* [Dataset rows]
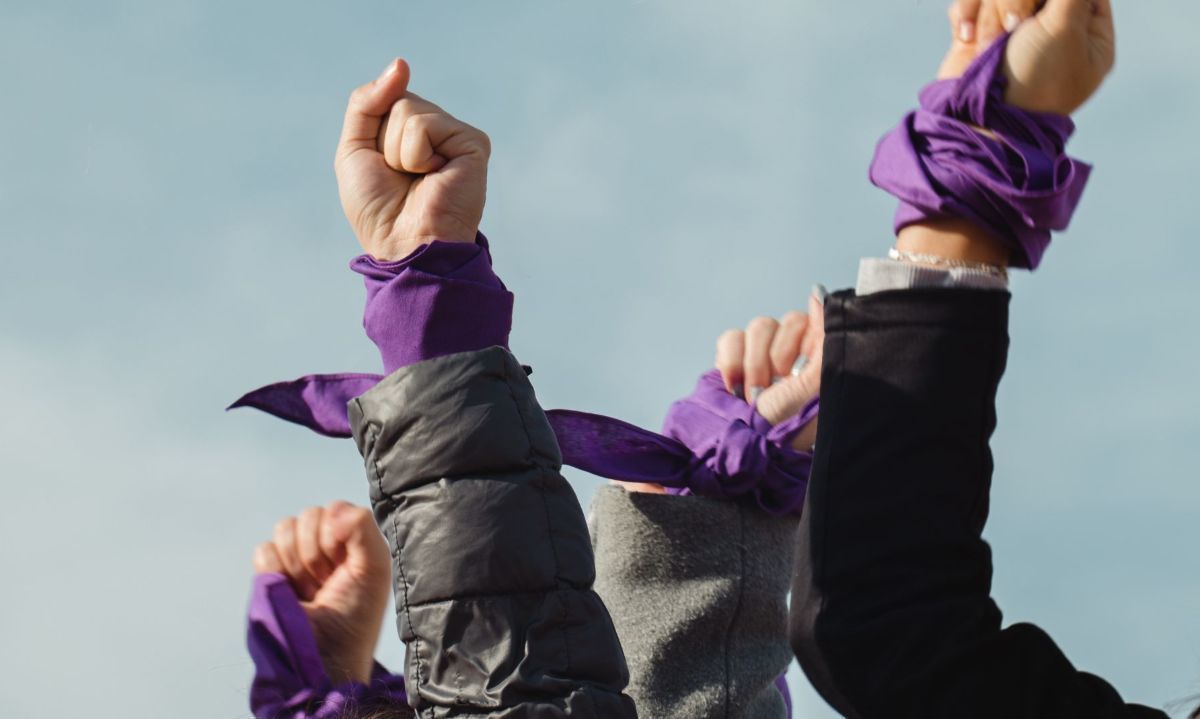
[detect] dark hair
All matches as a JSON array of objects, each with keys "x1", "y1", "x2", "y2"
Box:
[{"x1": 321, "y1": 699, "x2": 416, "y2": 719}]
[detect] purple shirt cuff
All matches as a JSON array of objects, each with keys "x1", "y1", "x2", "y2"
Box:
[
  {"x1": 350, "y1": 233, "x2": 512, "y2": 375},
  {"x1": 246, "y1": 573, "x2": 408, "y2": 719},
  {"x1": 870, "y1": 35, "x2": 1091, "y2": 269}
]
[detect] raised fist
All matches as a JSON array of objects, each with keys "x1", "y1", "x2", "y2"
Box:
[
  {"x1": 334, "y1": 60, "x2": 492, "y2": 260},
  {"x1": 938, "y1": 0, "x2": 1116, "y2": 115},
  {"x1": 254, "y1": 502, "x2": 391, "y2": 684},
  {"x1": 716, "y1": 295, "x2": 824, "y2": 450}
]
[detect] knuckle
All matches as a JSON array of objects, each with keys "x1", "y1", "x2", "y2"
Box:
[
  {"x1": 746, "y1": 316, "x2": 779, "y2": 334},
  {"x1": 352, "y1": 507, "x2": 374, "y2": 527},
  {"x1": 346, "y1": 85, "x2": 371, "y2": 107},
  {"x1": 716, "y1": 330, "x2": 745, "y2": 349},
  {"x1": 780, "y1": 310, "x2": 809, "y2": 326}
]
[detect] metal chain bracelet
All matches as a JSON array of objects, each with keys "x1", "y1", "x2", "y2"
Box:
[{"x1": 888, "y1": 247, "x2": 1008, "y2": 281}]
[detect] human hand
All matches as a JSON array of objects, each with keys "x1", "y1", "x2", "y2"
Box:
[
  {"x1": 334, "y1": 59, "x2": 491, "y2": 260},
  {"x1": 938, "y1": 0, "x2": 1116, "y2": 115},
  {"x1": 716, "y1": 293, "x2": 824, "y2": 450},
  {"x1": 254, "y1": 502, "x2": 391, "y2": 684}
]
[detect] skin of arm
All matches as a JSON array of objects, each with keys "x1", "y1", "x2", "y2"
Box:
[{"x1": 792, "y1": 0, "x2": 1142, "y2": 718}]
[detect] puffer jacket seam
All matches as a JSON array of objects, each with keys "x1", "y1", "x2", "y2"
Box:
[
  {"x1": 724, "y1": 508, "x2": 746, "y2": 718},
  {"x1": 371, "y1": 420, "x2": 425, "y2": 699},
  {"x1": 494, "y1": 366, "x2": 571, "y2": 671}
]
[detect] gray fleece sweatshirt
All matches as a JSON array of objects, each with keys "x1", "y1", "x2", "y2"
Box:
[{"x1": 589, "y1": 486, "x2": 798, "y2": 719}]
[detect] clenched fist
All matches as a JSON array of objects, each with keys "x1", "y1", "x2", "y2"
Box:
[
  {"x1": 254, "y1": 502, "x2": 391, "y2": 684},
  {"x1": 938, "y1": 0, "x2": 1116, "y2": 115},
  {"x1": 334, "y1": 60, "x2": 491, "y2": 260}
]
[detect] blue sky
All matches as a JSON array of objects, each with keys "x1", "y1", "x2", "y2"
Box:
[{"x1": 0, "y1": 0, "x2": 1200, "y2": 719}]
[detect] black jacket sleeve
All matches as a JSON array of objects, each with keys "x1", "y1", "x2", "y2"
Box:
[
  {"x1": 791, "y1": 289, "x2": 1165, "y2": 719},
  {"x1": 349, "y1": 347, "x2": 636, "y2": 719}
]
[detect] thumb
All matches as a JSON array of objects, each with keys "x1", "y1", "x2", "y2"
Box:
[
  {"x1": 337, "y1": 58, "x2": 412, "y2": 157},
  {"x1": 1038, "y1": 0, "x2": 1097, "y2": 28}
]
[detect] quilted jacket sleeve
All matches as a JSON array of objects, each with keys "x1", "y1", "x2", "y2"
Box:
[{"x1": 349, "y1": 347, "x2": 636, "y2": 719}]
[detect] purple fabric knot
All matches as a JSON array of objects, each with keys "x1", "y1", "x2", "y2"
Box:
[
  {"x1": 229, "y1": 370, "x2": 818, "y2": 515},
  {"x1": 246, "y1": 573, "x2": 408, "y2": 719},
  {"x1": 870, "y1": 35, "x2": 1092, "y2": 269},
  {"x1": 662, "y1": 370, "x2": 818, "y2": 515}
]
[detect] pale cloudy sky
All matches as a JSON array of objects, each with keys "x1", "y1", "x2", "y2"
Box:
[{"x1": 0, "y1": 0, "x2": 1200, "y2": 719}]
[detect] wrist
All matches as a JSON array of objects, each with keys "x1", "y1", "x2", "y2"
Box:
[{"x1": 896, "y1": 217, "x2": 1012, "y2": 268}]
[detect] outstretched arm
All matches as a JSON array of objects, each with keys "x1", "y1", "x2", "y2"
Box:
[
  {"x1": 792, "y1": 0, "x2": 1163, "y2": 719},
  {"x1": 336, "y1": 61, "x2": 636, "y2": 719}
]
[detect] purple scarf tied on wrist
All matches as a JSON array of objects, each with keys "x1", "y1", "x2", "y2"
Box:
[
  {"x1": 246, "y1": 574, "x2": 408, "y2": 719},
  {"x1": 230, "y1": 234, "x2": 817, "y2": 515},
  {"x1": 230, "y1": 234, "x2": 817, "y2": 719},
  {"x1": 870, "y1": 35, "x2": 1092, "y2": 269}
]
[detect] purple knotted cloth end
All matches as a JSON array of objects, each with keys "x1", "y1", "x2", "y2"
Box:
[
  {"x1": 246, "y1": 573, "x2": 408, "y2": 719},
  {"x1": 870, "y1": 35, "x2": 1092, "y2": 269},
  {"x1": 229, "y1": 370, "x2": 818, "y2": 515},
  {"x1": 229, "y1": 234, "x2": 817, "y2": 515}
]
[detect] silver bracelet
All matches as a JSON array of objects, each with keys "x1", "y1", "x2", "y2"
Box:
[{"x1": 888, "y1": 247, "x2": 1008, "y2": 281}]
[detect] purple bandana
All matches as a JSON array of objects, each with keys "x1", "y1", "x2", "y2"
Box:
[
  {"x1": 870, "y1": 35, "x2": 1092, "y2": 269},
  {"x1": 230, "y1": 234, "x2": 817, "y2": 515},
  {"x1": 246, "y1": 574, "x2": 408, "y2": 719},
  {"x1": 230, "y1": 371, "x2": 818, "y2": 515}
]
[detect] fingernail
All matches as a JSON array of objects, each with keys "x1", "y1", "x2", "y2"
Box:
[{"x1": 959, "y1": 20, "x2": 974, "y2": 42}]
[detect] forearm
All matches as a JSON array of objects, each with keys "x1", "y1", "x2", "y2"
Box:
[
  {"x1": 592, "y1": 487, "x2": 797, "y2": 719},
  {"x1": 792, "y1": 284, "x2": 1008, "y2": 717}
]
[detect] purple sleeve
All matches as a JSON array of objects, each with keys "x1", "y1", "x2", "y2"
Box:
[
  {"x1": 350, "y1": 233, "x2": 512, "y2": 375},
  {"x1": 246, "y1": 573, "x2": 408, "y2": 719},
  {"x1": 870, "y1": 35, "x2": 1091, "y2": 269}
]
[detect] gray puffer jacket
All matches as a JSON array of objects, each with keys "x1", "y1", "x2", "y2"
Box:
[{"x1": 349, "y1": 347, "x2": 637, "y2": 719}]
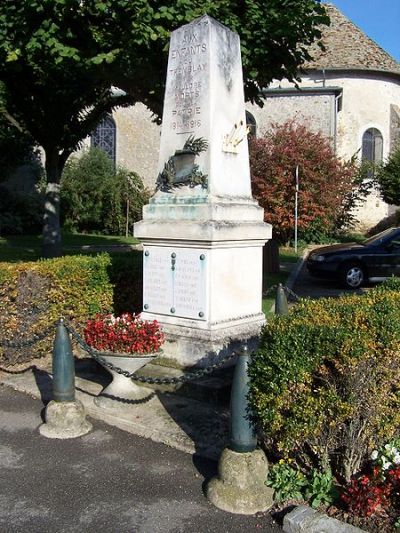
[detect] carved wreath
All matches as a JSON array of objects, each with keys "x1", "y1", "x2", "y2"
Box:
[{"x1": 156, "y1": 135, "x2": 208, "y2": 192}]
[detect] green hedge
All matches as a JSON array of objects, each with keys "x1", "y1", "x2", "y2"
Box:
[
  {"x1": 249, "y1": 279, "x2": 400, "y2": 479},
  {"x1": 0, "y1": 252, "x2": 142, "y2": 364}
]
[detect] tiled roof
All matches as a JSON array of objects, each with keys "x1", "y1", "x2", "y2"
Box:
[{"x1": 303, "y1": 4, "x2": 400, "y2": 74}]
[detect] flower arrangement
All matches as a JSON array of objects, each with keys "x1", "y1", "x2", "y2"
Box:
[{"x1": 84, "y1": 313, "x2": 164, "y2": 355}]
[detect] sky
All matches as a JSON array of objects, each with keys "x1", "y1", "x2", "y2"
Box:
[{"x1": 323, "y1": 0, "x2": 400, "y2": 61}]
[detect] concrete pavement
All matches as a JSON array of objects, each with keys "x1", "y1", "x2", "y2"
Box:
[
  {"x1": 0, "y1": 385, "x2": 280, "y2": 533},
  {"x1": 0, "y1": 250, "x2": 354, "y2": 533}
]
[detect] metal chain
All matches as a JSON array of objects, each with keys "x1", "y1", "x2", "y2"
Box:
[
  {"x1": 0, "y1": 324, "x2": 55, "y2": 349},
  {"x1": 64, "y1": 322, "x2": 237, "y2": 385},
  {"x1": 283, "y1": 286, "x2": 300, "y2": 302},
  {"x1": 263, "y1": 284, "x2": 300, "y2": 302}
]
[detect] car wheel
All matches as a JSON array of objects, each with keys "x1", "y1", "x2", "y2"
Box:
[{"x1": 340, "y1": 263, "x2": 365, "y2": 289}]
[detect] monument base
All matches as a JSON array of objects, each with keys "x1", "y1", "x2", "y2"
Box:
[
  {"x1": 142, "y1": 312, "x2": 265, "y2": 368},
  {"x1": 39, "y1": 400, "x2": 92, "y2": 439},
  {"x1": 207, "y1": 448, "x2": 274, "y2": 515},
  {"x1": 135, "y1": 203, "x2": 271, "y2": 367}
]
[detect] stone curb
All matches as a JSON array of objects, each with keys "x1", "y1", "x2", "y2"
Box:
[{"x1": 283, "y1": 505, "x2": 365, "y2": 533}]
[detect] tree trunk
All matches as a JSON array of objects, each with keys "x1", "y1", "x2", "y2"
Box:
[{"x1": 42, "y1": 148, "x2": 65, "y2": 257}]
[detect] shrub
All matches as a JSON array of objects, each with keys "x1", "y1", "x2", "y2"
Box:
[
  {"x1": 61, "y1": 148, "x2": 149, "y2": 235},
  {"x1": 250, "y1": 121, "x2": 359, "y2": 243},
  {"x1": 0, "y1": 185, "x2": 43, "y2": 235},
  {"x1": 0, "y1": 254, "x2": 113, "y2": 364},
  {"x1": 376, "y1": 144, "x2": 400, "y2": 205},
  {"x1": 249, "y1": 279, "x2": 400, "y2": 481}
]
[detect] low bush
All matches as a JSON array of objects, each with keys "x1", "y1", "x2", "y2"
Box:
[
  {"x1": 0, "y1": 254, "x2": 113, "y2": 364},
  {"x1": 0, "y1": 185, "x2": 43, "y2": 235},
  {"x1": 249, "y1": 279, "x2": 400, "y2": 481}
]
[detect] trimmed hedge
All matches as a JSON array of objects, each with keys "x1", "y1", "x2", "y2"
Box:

* [Given instruction] Please find every line in the records above that contains the word "purple", and copy each of those lines.

* [Correct result]
[detect] purple shirt cuff
[detect] purple fabric knot
[detect] purple scarf tied on wrist
[detect] purple knotted cloth end
[detect] purple bandana
[detect] purple sleeve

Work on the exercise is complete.